**Tasks to carry out**
1/ In the listing, from its first line through the line containing "x=286 y=357", swap "response point" for "answer point" at each occurrence and give those lines again with nothing else changed. Leave the pictures out.
2/ Carry on the report about the London bombings investigation from where it stops.

**Passage provided**

........

On Friday police raided the shop. They didn't say whether they found anything suspicious, and the owner could not be reached for comment. But no one doubted what the searchers wanted: evidence in the four coordinated rush-hour bombings that killed at least 55 bus and subway riders in London on the morning of July 7. The bookstore's neighborhood was once home to three of the four suicide bombers. Mohammed Sidique Khan lived a block away on Stratford Street when he was a boy, before his family moved to another neighborhood nearby. Shahzad Tanweer used to live just around the corner. Hasib Hussain lived minutes away. They all knew each other.

Beeston's residents seem as baffled as anyone else by what could possibly have transformed the local boys into terrorists. Investigators on four continents are now urgently trying to answer the question. They're increasingly convinced that the London bombers could not have planned or carried out their bloody mission without guidance from at least one trained terrorist--a "skill-set operative," in the jargon of counterterror experts. As evidence continued to pile up last week, investigators found it increasingly plausible that Al Qaeda might have had a direct hand in the bombings. "What we expect to find at some stage is that there is a clear Al Qaeda link, a clear Al Qaeda approach," said Metropolitan Police Commissioner Ian Blair.

British and American officials close to the inquiry (they can't be named for fear of compromising the investigation) say that as far as they can tell, none of the four ever attracted serious attention from British police or intelligence agents who track Islamic extremists. Yet two of the suspected bombers appear to have had at least tangential connections to terror suspects from an earlier case. The most mysterious member of the bombers' group has been identified by British investigators as Germaine Lindsay, 19, a Jamaican-born British citizen and Muslim convert who has lived both in Leeds and in the town of Aylesbury, roughly 170 miles away. Some investigators now think he may have been the team leader. How he might have joined up with the others is still unclear.

........

**Excerpted records**
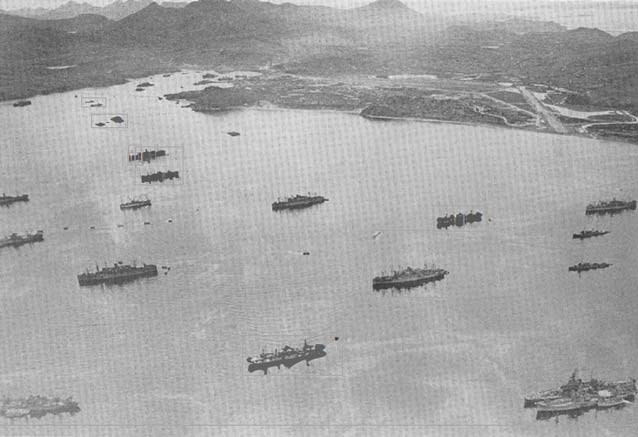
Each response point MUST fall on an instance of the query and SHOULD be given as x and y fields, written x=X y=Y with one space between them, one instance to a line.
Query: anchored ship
x=583 y=267
x=407 y=278
x=37 y=406
x=287 y=357
x=119 y=273
x=8 y=200
x=610 y=207
x=298 y=201
x=589 y=234
x=578 y=396
x=16 y=240
x=135 y=204
x=147 y=155
x=459 y=219
x=160 y=176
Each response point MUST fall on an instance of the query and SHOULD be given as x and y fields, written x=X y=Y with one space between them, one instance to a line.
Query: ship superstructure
x=36 y=406
x=409 y=277
x=459 y=219
x=16 y=240
x=8 y=200
x=610 y=207
x=135 y=204
x=584 y=267
x=119 y=273
x=589 y=233
x=287 y=357
x=298 y=201
x=578 y=396
x=160 y=176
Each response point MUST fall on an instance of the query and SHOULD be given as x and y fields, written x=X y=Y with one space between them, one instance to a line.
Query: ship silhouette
x=286 y=357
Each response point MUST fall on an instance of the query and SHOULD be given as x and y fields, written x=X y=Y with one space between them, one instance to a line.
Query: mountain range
x=113 y=11
x=383 y=37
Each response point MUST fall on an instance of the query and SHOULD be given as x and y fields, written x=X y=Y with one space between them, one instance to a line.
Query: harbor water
x=167 y=355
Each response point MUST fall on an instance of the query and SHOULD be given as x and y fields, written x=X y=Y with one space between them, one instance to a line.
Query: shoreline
x=275 y=107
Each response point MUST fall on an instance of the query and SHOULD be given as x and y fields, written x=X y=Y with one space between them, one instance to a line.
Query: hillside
x=384 y=37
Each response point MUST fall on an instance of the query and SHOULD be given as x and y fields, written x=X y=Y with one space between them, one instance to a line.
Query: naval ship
x=119 y=273
x=16 y=240
x=160 y=176
x=8 y=200
x=146 y=155
x=578 y=396
x=407 y=278
x=610 y=207
x=584 y=267
x=298 y=201
x=589 y=234
x=135 y=204
x=287 y=357
x=36 y=406
x=459 y=219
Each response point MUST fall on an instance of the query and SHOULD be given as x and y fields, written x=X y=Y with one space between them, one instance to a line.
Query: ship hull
x=612 y=209
x=297 y=205
x=9 y=200
x=135 y=206
x=17 y=243
x=117 y=279
x=407 y=283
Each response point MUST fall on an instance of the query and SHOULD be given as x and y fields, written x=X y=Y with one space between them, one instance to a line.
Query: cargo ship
x=610 y=207
x=287 y=357
x=408 y=278
x=589 y=234
x=298 y=201
x=135 y=204
x=584 y=267
x=16 y=240
x=117 y=274
x=578 y=396
x=8 y=200
x=36 y=406
x=160 y=176
x=459 y=219
x=146 y=155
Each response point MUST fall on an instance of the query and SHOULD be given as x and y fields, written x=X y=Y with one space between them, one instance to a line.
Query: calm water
x=166 y=355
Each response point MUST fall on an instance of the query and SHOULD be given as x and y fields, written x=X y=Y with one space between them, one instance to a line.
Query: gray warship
x=589 y=233
x=298 y=201
x=610 y=207
x=8 y=200
x=135 y=204
x=37 y=406
x=117 y=274
x=578 y=396
x=16 y=240
x=409 y=277
x=584 y=267
x=287 y=357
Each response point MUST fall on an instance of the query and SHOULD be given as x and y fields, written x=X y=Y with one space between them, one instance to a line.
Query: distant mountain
x=384 y=37
x=113 y=11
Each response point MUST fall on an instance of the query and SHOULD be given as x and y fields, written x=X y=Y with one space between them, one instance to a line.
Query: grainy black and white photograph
x=318 y=218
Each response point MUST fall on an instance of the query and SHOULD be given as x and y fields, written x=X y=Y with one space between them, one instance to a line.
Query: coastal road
x=551 y=120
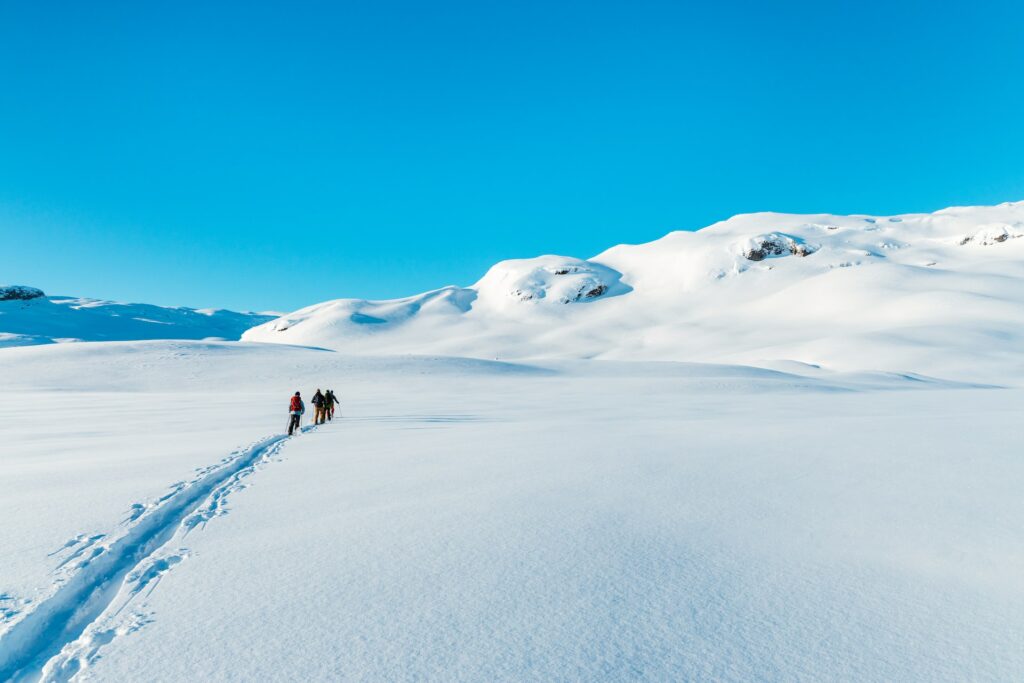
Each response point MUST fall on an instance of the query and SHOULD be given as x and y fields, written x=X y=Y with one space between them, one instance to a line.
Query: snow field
x=472 y=520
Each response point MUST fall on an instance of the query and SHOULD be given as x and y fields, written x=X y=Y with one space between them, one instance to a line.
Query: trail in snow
x=54 y=640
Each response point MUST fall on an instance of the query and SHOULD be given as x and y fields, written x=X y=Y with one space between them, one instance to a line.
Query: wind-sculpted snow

........

**Results of the tasks**
1/
Each answer point MUST fall on an instance of the query and SHOULD be given as x and y fields, written x=X y=Y with one space between them, one instance to a line.
Query: anchored ship
x=583 y=267
x=407 y=278
x=37 y=406
x=287 y=357
x=119 y=273
x=8 y=200
x=610 y=207
x=298 y=201
x=589 y=234
x=578 y=396
x=16 y=240
x=135 y=204
x=147 y=155
x=459 y=219
x=160 y=176
Each answer point MUST fall on an instance of the query and SHOULD be given as x and y fields, written x=X y=Y with one space between them, one instance to a line.
Query: ship superstructure
x=36 y=406
x=409 y=277
x=459 y=219
x=16 y=240
x=8 y=200
x=610 y=207
x=135 y=204
x=584 y=267
x=119 y=273
x=589 y=233
x=287 y=357
x=298 y=201
x=578 y=396
x=160 y=176
Each answer point MUST fall on an instance of the query and SHOULD be given as x and y fields, written x=X y=Y with one space between them, one instance to a line.
Query: ship silhouette
x=286 y=357

2/
Some American officials, who render the Jamaican bomber's name as Jermaine Maurice Lindsay, say he was on a list of some 2,000 names collected last year in connection with Operation Crevice, a British and Pakistani joint police action aimed at foiling an alleged terror plot. It appears that Lindsay had contact with someone under scrutiny in the case, which concerned a scheme to blow up London's Heathrow airport or some other target of similar magnitude. But the Jamaican, who American investigators say visited his mother in Cleveland more than once during the 1990s, was never listed as a major terror suspect, and some British officials deny they ever had him in their sights. Investigators say Mohammed Sidique Khan's name also surfaced in the Operation Crevice inquiry, which ended with the arrest of eight British-born ethnic Pakistanis. (Those eight appear to be in custody, awaiting trial, although Britain's restrictive press laws have circumscribed media coverage of the story.)

Lindsay's alleged partners were a mixed bunch. Khan, 30, worked with special-needs kids at Hillside Primary School and was the married father of an 8-month-old daughter. "He was a nice bloke," said Fred Dibner, 35, clutching a tabloid newspaper with Khan's photo on the front page and gently leading his tearful 9-year-old son out of the school gates. "He helped Joe catch up after he missed six months of school." People liked 22-year-old Tanweer as well, says Abbas Hanif, a regular customer at the family-owned fish-and-chips shop where Tanweer worked as a counterman. "He was a nice guy, peaceful," says Hanif. "He liked sports." Hussain, 18, was a successful business student at a local vocational school. Neighbors said he once had a wild streak but became more disciplined after a trip to Pakistan a couple of years ago.